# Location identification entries
________________________

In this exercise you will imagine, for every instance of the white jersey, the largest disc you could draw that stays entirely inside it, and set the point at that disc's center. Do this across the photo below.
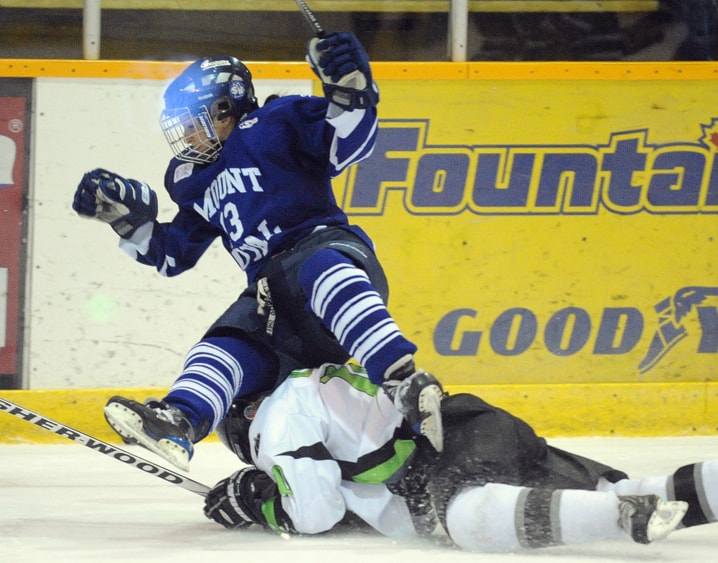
(331, 436)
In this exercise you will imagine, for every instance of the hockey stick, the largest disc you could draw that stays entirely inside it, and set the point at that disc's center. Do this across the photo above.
(103, 447)
(311, 18)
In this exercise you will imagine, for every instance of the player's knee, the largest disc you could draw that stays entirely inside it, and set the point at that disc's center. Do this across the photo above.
(482, 518)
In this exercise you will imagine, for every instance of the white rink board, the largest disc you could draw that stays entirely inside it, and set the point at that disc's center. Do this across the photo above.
(96, 318)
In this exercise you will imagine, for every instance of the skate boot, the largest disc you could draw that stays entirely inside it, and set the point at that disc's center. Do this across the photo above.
(417, 395)
(160, 428)
(648, 518)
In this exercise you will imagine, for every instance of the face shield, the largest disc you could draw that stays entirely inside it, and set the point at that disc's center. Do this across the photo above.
(191, 137)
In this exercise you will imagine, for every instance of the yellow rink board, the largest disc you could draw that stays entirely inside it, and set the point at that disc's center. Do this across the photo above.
(549, 312)
(658, 409)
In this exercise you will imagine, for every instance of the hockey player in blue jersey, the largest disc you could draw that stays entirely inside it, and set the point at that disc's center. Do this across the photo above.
(259, 178)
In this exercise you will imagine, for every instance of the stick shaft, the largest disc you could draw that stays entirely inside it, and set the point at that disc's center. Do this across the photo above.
(311, 18)
(102, 447)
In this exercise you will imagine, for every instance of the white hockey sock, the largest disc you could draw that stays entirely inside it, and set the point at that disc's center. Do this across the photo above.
(499, 517)
(696, 483)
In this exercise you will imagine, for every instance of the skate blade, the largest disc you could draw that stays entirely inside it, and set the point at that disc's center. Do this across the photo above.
(128, 424)
(665, 519)
(432, 427)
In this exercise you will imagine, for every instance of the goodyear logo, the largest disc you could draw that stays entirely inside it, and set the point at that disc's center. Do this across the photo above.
(626, 174)
(571, 329)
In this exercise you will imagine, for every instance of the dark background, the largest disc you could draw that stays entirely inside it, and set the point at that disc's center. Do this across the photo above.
(679, 30)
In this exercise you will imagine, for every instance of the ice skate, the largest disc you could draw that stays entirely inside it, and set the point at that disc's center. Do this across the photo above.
(156, 426)
(649, 518)
(417, 395)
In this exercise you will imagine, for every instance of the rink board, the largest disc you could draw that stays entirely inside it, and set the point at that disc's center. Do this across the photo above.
(548, 230)
(628, 410)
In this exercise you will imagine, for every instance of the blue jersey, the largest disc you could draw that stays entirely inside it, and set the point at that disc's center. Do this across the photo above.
(269, 188)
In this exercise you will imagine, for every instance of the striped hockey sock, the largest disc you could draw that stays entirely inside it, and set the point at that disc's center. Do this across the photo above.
(215, 371)
(342, 296)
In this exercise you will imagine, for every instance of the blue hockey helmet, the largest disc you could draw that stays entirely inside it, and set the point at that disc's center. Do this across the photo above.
(209, 90)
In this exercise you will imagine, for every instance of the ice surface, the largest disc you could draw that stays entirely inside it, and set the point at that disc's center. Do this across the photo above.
(68, 503)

________________________

# STATED PROBLEM
Put every one of the records above into a two-column CSV with the columns text and answer, one row per record, placing each value in a single quoted field with line breaks replaced by spaces. Leave the pictures out.

# REPLY TO THE TASK
text,answer
"In this exercise you will imagine, for every instance of the white jersey, the largest disc you could draw that stays entirely inside it, and set the point at that disc's center. Do this across the photo below.","(331, 436)"
"In this exercise you will imagine, for every instance of the hockey stick, the largest disc you could draw that stays entirely inside it, and set the point at that disc's center. Do this across the photo above.","(103, 447) (311, 18)"
"In this exercise you will imagine, for every instance of the player's knee, the largest disc you could draw that stays entirely inside it, and set the point at that disc's center. Do this across the photo above.","(482, 518)"
"In this exercise you will imagine, for every instance of the white rink board, the largest disc you could draw that stays entirely inside it, and set the point at that disc's center. Do this across the photo above.","(96, 318)"
"In this exercise you will imagine, for every instance of the skate boot, the largest disc you could draw that stays entirely inside it, and set the point at that disc's center. Do this across the photo above.","(417, 395) (160, 428) (648, 518)"
"In this exercise you will imagine, for every instance of the face shield, the largest disc you could draw that stays entirely inside it, and set the point at that disc's center. Do this across the photo above.","(191, 137)"
"In this exercise you will imagine, for every instance of the yellow rink board, the largest disc you could draw that stays entirely inside it, and set the point at that disc's center. Do this across the photo above.","(549, 312) (658, 409)"
"In this exercise you will imagine, for every instance of the hockey player in blue jersey, the largest disc you could draw that stays entirely inside it, and set the point at that disc's center. Do this across the photo above.","(259, 178)"
"In this exercise you will imagine, for every instance of the stick shaft, the largest disc you could draw that stays entirely inside it, and set the point at that disc's center. Do this across the photo above.","(311, 18) (102, 447)"
"In this exercise you will imagine, for every instance of the white hockey sock, the largest disc you could draw that stays entirely inside it, and set the point at that disc's center. Do this across the photo above.","(499, 517) (696, 483)"
"In this exercise you will imagine, for every instance of the skate blade, the largest disc you could draw that stays entirely inside it, and set the point at that disc's center. Do this across the photo above.","(128, 424) (665, 519) (432, 427)"
"In this exercise you will imagine, for every instance of the goodyear logo, the largest disc you could draw that stays entirely inside it, and set the point at that disc's center. Do this across the photo above.","(626, 174) (571, 329)"
"In this exercise you will imagine, for every instance of the dark background, the largest disc you could draw that stays entirely inside it, and set the point at that disc's center. Do this across the photo above.","(679, 30)"
"In this exercise you will imagine, for every instance of the ice skate, the largest disc you could draw that stays entirely inside it, and set the point at that disc's center. Do this across the photo above.","(156, 426) (649, 518) (417, 395)"
"In this exercise you will imagine, for every instance of the rink board, the largest disc you could draw that stays entirely inside it, and set the point at that disc's center. Do this across the photo above.","(548, 230) (628, 410)"
"In this exercise you will imagine, for every instance of the blue jersey, the largest disc you could draw that stays entirely inside it, and set the point at that disc's center. Do this across the photo above.","(269, 188)"
"In this exercise you will imagine, for every instance of the striped hockey sock, the largest disc you could draw that stays entirely inside it, and set the point at that disc's center. Do this across the photo above.","(215, 371) (342, 296)"
"In this exercise you will imagine, for every instance of the blue hockey helmet, the largest disc you could draw that stays entirely inside it, and set the point at that disc's center. Do this across the photo above.","(209, 90)"
"In this exercise you will imagine, for every instance of the ice surface, the largest disc you could draw that stays entirely inside it, and set the point at that disc's center. Do this across the photo above.","(68, 503)"